Exercise aim: Arrange the rows between the lines holding "trace: support column" and "Trace every instance of the support column.", inclusive, as a numbered list, leaving out any blank lines.

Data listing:

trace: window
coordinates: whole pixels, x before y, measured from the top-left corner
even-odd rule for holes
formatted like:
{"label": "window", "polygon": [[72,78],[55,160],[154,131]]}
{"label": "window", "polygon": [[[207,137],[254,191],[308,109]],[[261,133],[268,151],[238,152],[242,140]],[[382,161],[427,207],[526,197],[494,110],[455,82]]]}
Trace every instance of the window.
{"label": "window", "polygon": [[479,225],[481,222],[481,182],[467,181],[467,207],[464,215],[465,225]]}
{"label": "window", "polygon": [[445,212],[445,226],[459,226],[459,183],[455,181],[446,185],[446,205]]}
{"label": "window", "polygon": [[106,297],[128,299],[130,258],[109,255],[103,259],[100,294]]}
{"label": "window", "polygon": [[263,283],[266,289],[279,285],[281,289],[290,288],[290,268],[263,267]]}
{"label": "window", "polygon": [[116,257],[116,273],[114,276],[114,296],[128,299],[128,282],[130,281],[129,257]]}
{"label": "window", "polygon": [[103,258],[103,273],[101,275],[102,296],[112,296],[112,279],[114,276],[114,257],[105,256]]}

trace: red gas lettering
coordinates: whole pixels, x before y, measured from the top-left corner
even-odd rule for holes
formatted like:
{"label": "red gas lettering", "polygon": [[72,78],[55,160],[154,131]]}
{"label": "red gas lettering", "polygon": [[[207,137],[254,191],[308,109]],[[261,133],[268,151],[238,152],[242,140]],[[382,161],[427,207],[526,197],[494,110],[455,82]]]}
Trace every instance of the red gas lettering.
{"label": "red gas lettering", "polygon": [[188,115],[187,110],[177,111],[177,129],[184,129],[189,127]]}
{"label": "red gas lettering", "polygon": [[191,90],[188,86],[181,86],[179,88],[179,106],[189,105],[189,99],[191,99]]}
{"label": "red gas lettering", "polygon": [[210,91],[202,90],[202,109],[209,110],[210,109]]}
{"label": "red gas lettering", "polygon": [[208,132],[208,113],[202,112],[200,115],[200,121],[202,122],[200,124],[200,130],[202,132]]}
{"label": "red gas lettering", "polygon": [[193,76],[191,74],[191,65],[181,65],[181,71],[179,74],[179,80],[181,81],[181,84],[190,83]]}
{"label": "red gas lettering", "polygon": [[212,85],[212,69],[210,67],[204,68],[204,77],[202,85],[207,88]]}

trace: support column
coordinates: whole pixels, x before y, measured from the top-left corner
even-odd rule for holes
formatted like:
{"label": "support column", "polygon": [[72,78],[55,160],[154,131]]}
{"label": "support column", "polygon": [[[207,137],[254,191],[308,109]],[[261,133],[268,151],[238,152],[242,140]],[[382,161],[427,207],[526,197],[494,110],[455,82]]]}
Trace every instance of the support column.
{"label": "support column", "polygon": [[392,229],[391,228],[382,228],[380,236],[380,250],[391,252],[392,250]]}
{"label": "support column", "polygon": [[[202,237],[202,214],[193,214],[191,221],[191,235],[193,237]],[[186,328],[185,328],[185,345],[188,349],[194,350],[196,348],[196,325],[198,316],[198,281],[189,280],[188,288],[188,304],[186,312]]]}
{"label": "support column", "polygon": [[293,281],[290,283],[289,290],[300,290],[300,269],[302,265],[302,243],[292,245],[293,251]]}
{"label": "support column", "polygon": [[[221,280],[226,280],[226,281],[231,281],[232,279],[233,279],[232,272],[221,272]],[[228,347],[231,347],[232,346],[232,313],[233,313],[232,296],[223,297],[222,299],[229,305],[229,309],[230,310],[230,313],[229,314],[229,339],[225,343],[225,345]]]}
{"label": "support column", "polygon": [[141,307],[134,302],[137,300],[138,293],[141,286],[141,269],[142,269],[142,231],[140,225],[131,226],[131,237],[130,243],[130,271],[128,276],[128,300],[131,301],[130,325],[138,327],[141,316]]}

Answer to this task:
1. trace: support column
2. coordinates: whole pixels, x before y, measured from the top-left corner
3. even-odd rule for holes
4. formatted like:
5. {"label": "support column", "polygon": [[72,78],[55,160],[154,131]]}
6. {"label": "support column", "polygon": [[[207,137],[254,191],[308,109]],[[261,133],[268,151],[238,152],[242,140]],[[382,161],[427,207],[526,197],[494,110],[455,82]]]}
7. Trace every instance of the support column.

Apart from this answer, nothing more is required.